## Texte fourni
--------------------

Des Organisations de la société civile se sont prononcées sur le discours sur la situation de la nation du Premier ministre, Christophe Joseph Marie Dabiré, devant la Représentation nationale.
Daniel Da Hien, vice-président de la CODEL : « les déplacés internes doivent pouvoir voter ».
« Le Premier ministre a tenu compte du bien-fondé des élections. Il a dit que le gouvernement travaille à ce qu’elles se tiennent à bonne date. Nous nous satisfaisons de cette réaction. C’est une bonne chose. Mais lorsqu’on lui a posé la question sur le fichier électoral, je n’ai pas bien compris sa réponse. Il a dit que c’est un travail confié à la CENI et qu’il appartient à celle-ci de se prononcer. C’est la CENI qui met en place le fichier électoral, mais nous voulons comprendre davantage sa fiabilité. Sur le vote des déplacés internes, nous estimons que tout Burkinabè doit pouvoir prendre part à ces élections. La CENI a fait deux propositions concernant le vote des déplacés internes et nous attendons la décision du gouvernement. A mon avis, les déplacés internes devraient pouvoir voter».
Pascal Zaïda, du Cadre d’expression démocratique :
« Le Premier ministre a reconnu que ça ne va pas ».
« Le Premier ministre a lui-même reconnu que ça ne va pas. Mais malheureusement, il est allé très loin en disant que les choses avancent, alors que rien n’avance au Burkina Faso. Sur le plan sécuritaire, je suis resté sur ma soif, les infrastructures aussi. Il en est de même de la question de la gratuité de la santé, un projet de la Banque mondiale auquel le Burkina Faso a souscrit sous l’ancien régime. Sur la question de l’IUTS, le chef du gouvernement avait dit lors d’une rentrée politique du MPP qu’il sera appliqué. On ne peut pas prendre une telle décision sans l’assentiment des syndicats. A propos de la présidentielle, la majorité et l’opposition ne peuvent pas se retrouver et décider de l’avenir des Burkinabè, sans associer les acteurs apolitiques. Nous veillons au grain parce que la Constitution en son article 165 est claire qu’aucun projet de révision de la loi ne peut être recevable lorsqu’il remet en cause la durée du mandat présidentiel. C’est dire qu’au soir du 22 novembre 2020, s’il n’y a pas d’élection, le président Kaboré n’est plus président du Faso. De plus, la Constitution ne prévoit ni de gouvernement d’union nationale, ni de Transition. Il faut également tenir compte de la question des déplacés internes».

--------------------

## Matériel fourni
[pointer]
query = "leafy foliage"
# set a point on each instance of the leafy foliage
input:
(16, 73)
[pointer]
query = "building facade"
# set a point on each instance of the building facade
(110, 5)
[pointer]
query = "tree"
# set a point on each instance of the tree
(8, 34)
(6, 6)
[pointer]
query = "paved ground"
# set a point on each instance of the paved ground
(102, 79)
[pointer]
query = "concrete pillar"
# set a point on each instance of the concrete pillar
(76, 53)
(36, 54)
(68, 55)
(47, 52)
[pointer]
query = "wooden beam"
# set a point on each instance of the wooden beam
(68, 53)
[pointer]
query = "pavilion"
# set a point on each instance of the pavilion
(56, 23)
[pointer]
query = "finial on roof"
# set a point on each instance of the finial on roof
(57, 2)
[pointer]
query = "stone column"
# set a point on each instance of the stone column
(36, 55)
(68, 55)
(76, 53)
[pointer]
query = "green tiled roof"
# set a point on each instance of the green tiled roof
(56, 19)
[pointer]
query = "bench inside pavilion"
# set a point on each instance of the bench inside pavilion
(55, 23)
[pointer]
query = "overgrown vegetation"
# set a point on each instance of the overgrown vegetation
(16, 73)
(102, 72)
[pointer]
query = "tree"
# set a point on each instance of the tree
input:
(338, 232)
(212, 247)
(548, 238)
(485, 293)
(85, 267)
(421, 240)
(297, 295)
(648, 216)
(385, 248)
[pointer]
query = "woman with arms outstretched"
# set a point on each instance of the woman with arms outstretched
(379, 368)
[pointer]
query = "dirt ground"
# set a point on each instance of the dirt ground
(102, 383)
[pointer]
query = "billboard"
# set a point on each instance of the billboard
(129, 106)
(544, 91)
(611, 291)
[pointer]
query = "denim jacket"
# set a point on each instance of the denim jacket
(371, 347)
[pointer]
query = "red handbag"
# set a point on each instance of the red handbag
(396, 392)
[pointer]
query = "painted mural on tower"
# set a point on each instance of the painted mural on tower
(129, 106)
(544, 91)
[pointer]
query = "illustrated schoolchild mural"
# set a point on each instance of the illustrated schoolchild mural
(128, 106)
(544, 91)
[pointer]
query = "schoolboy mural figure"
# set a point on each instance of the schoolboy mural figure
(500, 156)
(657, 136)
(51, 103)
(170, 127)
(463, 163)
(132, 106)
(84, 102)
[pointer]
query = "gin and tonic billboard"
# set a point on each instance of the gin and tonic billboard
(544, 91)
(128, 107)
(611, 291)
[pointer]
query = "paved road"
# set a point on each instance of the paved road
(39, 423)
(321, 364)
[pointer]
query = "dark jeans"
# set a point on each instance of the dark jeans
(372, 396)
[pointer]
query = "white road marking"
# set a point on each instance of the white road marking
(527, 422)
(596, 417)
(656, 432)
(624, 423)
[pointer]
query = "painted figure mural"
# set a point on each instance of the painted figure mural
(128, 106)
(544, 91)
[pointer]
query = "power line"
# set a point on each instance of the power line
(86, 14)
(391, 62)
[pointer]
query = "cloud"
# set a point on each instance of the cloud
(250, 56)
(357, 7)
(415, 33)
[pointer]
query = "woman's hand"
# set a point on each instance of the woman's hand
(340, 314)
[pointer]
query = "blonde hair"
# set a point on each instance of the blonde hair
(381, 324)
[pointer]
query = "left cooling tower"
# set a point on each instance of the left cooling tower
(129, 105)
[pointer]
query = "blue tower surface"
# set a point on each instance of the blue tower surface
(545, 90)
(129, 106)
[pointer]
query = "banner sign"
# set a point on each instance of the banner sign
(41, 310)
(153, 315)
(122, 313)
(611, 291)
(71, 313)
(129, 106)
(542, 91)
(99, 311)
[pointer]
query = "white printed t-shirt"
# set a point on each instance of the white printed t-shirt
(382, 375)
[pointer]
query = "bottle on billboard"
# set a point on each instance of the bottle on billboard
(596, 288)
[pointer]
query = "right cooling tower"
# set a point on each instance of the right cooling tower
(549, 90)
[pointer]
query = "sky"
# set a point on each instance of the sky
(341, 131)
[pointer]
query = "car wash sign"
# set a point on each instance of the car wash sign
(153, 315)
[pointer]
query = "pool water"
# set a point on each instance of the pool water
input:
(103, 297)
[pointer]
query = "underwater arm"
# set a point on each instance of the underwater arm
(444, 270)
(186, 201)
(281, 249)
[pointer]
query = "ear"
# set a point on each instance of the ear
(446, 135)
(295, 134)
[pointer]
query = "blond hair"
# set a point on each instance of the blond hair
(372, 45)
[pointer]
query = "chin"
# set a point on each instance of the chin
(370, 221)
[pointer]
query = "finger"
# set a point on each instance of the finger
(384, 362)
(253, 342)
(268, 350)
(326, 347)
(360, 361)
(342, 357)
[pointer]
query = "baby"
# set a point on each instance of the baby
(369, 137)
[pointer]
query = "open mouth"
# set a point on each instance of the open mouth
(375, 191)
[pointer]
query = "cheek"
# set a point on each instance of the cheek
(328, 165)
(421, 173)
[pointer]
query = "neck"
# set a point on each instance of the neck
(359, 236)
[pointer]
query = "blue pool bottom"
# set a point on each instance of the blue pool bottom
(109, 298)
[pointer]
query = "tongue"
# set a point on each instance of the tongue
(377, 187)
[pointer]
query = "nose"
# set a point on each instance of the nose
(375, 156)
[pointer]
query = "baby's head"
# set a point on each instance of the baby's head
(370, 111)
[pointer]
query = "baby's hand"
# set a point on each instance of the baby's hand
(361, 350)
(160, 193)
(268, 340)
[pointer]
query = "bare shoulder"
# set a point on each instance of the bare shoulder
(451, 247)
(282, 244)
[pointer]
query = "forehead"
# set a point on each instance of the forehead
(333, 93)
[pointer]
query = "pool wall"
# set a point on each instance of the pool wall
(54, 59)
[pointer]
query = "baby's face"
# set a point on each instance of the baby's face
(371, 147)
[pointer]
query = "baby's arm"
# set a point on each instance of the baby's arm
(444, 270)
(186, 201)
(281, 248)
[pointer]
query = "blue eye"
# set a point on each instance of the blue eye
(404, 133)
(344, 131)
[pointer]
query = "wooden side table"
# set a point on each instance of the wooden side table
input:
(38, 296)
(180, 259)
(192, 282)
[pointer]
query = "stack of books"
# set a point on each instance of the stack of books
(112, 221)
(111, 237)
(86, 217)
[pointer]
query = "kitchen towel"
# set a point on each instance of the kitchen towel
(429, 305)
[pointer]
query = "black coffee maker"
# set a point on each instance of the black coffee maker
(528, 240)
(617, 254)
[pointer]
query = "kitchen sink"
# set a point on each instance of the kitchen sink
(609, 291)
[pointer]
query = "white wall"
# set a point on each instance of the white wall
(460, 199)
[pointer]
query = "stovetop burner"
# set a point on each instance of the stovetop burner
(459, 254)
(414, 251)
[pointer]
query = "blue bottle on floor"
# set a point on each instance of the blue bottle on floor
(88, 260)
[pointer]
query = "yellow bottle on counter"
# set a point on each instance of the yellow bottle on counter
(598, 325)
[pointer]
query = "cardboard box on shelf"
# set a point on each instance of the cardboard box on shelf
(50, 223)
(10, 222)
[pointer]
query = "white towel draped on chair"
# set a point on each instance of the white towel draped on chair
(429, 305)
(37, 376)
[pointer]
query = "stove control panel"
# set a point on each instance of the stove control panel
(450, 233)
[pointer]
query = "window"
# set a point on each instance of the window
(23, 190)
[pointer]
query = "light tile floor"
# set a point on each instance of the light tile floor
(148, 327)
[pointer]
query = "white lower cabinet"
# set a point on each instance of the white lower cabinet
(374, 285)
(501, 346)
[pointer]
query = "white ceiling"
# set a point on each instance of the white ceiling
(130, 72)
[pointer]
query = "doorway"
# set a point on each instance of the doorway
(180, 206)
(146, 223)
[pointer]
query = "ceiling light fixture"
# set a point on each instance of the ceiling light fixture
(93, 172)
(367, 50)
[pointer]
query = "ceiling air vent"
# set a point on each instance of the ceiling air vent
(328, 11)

--------------------

Recopiez mot pour mot le passage du texte sur les réactions au discours du Premier ministre, de « Des Organisations de » jusqu'à « la Représentation nationale. » inclus.

Des Organisations de la société civile se sont prononcées sur le discours sur la situation de la nation du Premier ministre, Christophe Joseph Marie Dabiré, devant la Représentation nationale.